**PROMPT**.
Rescale the listing between the line containing "Where can the white" and the line containing "Target: pot rim", inclusive. Reproduce every line in full, multiplying each answer coordinate by 1.65 and rounding to whole numbers with halves rounded up, and leave all other text and the sample figures unchanged.

**Data records**.
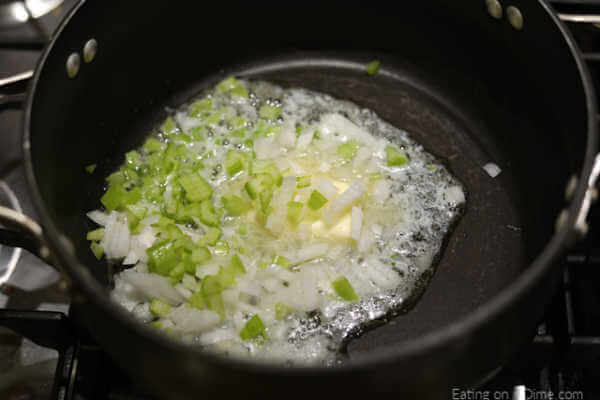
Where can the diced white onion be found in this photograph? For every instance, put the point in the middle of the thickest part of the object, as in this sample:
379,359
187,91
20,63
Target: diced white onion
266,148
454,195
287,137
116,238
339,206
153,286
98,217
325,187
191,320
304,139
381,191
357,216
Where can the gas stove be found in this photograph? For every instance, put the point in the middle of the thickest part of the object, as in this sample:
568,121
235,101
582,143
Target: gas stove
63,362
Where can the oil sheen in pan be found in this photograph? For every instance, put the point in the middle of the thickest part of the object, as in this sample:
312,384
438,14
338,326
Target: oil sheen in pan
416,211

==

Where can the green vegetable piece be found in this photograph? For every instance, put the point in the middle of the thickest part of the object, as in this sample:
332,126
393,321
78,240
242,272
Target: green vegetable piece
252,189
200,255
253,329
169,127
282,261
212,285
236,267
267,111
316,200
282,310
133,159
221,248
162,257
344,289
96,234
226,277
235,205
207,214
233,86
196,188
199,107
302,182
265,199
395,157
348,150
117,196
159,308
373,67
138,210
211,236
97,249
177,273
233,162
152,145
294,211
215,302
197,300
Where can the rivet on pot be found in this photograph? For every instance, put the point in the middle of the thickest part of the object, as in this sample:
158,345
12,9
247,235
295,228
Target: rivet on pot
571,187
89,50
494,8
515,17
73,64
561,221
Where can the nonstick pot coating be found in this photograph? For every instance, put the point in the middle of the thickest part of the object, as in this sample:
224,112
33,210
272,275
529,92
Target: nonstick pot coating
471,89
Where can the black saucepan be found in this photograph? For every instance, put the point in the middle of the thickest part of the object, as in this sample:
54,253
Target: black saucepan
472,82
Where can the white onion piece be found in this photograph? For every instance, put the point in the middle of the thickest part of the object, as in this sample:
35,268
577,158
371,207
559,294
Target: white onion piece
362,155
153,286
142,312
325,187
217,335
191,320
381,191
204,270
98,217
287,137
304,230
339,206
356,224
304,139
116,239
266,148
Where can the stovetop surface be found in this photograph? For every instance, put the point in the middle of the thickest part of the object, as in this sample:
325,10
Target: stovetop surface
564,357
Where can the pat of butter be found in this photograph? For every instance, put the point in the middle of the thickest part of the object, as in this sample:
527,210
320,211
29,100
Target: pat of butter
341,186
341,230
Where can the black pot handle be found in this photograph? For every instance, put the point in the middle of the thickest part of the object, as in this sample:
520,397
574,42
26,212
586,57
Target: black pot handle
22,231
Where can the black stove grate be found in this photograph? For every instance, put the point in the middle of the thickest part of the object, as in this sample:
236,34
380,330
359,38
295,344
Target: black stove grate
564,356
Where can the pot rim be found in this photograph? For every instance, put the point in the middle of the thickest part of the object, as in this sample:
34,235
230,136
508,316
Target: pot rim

**COMPLETE ANSWER**.
Where can the white onion piece be found in this photograph? For every instance, put the point in the middle of the thickest part of the object, as in this sample:
35,268
577,158
371,207
559,294
Target: white onion piece
597,256
252,472
234,515
536,309
358,553
315,528
629,315
337,446
162,358
474,226
502,380
559,340
587,370
502,229
191,394
439,244
Where can the stovetop surface be found in this photograph? For every instance, put the point in the middle of the thickest part of the object, as in this sample:
325,10
Target: stovetop surface
931,589
Where can the pat of butter be found in this photograph? For every instance, put the point in the middle of the thickest part of the object, as in this sample:
527,210
320,211
29,100
Target: pat of butter
563,307
563,380
Where can the black pot handle be found in this photograph? For every instance, put the point in the middle of the thickest part of the object, as in this sample:
520,397
574,42
26,212
586,57
Target: black pot handle
36,381
Where can the black stove grate be found in this photograph? For every instance, put the point in the middle of the thickest part of the object, as in this sample:
236,34
380,330
359,38
295,344
Target: black stove grate
931,587
Where can the pot rim be found in this photograph? For every instance, put the point in the middle of the thickest part of the object, as in this sample:
34,235
230,136
508,316
Target: pot rim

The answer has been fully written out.